SHORT TASK 1>
Transcribe the passage on ISO 3744 sound power measurement, starting with "where 𝐿𝑊∗ is" and going on through "with equation (28).".

The ISO 3744 standard uses a method for determining sound power levels of a sound
source located on a reflecting plane in an acoustic free field. This means that there should
be essentially no reflections of sound from the boundary surfaces of the room or
environment except those from the reflecting plane. To achieve this environment, the
measurement can either be made outdoors or in a hemi-anechoic room. In this thesis the
measurement was made in a passive intermodulation chamber at Ericsson Kista, which
had a lot of absorptive material on the walls and in the ceiling. The environment was then
thought of as hemi-anechoic. To verify the environment in accordance with the standard
𝐾2𝐴 must be determined. To do this, there are two methods to choose from. Either with
the use of a reference sound source or by obtaining the equivalent absorption area, A, of
the room. When using the first method, the sound pressure levels of the reference sound
source is measured and the sound power levels are calculated neglecting the
environmental correction factor or in other words, setting 𝐾2 = 0. The environmental
correction factor is the calculated as
𝐾2 = 𝐿𝑊∗ − 𝐿𝑊(𝑅𝑆𝑆)#(34)
where 𝐿𝑊∗ is the calculated sound power level of the reference sound source and 𝐿𝑊(𝑅𝑅𝑆)
is the predefined calibrated sound power level of the reference sound source. The second
method for validating the environment is by determining the equivalent sound absorption
area of the room. The environmental correction is then calculated with equation (28).
There are several different methods on how to determine the equivalent absorption are,
defined in this standard and the method used in this thesis included selecting the mean
sound absorption coefficient, 𝛼, from Table A.1 in ISO 3744 [13] and calculate the
equivalent absorption area according to equation (29).
The background noise correction, 𝐾1, is calculated in the same way as in ISO 3746 as
described above, by using the difference in measured sound pressure levels with the noise
source turned on and with the noise source turned off. The background correction is then
calculated according to equation (26).

Stored entries

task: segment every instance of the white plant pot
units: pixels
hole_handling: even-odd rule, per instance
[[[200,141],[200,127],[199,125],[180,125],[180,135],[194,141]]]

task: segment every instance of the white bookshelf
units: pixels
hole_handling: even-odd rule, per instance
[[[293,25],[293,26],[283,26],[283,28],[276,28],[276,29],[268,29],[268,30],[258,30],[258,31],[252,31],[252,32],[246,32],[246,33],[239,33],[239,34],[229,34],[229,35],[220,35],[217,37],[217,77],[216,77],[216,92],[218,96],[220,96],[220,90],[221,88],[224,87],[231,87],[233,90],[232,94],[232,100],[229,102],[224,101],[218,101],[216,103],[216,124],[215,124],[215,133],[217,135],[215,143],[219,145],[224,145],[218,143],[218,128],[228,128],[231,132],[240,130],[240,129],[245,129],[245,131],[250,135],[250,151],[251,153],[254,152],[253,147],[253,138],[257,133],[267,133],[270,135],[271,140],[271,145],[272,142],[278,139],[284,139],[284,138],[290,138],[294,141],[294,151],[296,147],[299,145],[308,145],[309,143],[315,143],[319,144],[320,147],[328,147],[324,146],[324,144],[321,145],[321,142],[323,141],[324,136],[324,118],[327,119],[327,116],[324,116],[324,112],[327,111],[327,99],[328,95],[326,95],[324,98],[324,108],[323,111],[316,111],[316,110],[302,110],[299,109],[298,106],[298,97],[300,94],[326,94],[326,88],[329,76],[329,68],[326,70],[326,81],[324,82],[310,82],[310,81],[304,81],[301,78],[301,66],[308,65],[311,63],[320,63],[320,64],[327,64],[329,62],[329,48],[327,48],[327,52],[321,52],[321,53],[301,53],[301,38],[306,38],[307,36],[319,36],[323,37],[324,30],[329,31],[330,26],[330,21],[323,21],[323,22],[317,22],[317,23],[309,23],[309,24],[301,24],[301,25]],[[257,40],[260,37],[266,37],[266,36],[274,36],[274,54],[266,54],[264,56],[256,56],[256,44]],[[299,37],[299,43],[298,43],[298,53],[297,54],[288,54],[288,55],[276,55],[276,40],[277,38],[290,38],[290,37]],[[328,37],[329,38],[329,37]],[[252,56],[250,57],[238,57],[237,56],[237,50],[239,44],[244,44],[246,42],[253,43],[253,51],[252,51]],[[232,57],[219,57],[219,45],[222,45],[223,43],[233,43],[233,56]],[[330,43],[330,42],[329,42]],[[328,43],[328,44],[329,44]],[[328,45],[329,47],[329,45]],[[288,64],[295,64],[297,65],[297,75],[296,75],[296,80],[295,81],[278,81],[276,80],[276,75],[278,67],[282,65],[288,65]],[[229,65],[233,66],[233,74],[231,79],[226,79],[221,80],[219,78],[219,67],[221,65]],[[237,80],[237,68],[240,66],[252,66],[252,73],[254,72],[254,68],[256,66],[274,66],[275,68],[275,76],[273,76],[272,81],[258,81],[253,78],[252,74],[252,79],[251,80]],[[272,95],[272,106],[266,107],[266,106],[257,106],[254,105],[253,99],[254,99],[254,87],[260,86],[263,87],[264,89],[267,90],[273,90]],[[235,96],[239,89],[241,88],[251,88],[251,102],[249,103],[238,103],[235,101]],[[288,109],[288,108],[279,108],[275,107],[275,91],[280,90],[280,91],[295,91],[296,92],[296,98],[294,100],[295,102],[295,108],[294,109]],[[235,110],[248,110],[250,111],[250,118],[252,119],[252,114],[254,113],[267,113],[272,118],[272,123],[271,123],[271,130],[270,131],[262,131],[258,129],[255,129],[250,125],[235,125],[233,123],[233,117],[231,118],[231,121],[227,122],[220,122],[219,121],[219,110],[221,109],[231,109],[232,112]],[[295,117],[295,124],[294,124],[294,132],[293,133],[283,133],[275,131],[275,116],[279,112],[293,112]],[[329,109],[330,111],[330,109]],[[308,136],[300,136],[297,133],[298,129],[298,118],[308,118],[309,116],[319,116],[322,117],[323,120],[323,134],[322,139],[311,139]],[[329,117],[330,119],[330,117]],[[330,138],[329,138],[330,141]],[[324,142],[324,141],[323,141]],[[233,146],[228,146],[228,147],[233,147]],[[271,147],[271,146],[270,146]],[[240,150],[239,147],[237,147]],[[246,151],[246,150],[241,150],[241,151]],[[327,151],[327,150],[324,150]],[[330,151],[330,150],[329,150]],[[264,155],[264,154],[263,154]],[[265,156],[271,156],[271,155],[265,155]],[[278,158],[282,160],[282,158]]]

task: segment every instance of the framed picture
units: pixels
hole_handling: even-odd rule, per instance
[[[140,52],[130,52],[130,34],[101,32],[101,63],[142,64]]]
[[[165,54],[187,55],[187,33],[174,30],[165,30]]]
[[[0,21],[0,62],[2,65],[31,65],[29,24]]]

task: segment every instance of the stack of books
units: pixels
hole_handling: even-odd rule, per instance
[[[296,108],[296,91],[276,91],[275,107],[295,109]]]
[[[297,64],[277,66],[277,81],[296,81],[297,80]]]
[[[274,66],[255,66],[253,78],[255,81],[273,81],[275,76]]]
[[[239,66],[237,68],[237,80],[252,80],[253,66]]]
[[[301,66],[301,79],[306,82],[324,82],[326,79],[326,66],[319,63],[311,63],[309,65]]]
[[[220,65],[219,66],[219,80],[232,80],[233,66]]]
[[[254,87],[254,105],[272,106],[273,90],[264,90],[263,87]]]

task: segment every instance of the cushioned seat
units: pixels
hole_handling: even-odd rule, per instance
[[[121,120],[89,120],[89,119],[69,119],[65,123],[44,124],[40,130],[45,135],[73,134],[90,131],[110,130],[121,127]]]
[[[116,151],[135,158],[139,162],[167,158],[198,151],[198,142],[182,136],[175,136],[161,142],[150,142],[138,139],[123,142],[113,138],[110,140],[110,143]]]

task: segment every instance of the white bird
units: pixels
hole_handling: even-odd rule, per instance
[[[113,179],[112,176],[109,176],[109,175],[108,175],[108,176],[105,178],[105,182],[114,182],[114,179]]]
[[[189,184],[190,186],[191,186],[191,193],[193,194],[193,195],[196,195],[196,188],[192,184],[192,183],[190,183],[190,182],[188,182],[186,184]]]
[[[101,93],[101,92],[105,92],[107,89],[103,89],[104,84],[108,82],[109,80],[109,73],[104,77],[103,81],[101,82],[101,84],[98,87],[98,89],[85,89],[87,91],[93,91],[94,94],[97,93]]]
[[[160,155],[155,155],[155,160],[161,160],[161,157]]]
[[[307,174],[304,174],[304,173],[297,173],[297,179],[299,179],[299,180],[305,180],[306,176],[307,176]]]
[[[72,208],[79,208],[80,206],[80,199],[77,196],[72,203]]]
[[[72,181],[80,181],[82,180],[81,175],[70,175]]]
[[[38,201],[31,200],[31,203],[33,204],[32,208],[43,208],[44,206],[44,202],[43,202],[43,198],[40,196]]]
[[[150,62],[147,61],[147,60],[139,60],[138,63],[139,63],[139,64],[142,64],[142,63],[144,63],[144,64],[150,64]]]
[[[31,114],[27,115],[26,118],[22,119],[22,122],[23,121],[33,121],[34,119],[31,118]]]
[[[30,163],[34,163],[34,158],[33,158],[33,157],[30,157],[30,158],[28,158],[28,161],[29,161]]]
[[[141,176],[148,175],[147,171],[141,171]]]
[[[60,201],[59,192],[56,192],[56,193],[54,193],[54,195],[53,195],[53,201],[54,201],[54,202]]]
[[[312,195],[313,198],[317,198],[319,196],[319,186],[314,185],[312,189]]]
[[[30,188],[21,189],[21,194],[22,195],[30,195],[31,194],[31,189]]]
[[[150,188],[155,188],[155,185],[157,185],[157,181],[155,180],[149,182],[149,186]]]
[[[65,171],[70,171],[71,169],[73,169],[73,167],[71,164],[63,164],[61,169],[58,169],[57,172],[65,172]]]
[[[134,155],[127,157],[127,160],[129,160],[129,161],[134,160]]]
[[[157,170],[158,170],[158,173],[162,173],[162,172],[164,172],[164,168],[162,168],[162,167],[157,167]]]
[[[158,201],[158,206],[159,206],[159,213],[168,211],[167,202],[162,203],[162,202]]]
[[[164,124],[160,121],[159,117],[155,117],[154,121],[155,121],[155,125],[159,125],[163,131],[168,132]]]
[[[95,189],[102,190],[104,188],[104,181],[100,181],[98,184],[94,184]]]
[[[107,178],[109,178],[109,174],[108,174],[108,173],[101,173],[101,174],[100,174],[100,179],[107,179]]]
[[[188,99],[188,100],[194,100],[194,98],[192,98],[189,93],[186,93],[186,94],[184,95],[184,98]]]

SHORT TASK 2>
Rewrite the stored entries starting with their first line and going on through the line with "[[[200,141],[200,127],[199,125],[180,125],[180,135],[194,141]]]", putting "flower pot" in place of "plant pot" and leaving everything else unchanged. Give only those lines.

TASK RESULT 1>
where 𝐿𝑊∗ is the calculated sound power level of the reference sound source and 𝐿𝑊(𝑅𝑅𝑆)
is the predefined calibrated sound power level of the reference sound source. The second
method for validating the environment is by determining the equivalent sound absorption
area of the room. The environmental correction is then calculated with equation (28).

TASK RESULT 2>
task: segment every instance of the white flower pot
units: pixels
hole_handling: even-odd rule, per instance
[[[200,141],[200,127],[199,125],[180,125],[180,135],[194,141]]]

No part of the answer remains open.